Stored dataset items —
================================

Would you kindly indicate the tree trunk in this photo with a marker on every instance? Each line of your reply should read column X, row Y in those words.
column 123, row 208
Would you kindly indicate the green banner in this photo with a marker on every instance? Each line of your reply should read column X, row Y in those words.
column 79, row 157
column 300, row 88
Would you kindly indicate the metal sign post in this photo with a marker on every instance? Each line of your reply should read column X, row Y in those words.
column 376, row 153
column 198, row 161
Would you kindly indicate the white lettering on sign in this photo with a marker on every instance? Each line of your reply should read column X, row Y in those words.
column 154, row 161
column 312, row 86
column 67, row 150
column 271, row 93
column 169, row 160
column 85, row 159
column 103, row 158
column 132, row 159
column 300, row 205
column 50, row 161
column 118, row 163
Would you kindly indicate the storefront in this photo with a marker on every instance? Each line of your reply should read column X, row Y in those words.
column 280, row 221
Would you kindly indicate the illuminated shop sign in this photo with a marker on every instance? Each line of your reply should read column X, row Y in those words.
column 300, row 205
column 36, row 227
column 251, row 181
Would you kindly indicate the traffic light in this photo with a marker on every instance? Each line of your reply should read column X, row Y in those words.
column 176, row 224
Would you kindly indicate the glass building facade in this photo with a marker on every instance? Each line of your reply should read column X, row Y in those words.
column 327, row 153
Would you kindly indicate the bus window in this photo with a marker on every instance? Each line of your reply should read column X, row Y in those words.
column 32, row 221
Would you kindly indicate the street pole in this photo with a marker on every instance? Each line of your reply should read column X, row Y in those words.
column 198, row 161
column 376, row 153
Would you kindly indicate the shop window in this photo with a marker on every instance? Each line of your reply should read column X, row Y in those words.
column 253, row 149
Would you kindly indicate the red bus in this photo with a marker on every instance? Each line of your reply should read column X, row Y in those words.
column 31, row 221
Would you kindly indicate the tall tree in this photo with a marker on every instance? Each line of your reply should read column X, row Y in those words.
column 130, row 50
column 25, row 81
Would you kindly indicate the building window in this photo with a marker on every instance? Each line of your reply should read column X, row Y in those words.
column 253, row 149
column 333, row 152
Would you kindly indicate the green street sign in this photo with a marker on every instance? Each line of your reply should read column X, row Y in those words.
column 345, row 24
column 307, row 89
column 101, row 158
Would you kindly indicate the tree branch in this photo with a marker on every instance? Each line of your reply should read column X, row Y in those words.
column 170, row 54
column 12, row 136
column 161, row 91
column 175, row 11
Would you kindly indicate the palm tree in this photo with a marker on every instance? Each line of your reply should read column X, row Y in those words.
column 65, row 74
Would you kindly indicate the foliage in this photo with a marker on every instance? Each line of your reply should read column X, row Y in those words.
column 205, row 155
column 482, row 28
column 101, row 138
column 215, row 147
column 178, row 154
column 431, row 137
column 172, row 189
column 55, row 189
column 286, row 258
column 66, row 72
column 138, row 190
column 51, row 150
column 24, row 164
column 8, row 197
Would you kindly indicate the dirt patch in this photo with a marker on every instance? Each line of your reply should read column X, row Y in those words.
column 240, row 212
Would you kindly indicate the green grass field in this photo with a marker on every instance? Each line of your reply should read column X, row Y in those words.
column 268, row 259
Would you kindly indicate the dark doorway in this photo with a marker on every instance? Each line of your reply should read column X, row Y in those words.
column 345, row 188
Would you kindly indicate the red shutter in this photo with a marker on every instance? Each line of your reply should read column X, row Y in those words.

================================

Exercise goal — Write out only those lines of the entries that lie between the line containing "Would you kindly indicate the dark" and the last line, inclusive, reproducing them exactly.

Output below —
Would you kindly indicate the dark doorway in this photo with a marker on every instance? Each line of your reply should read column X, row Y in those words.
column 345, row 188
Would you kindly indicate the red shutter in this photo with a marker on every instance? Each line of your reply should read column X, row Y in those words.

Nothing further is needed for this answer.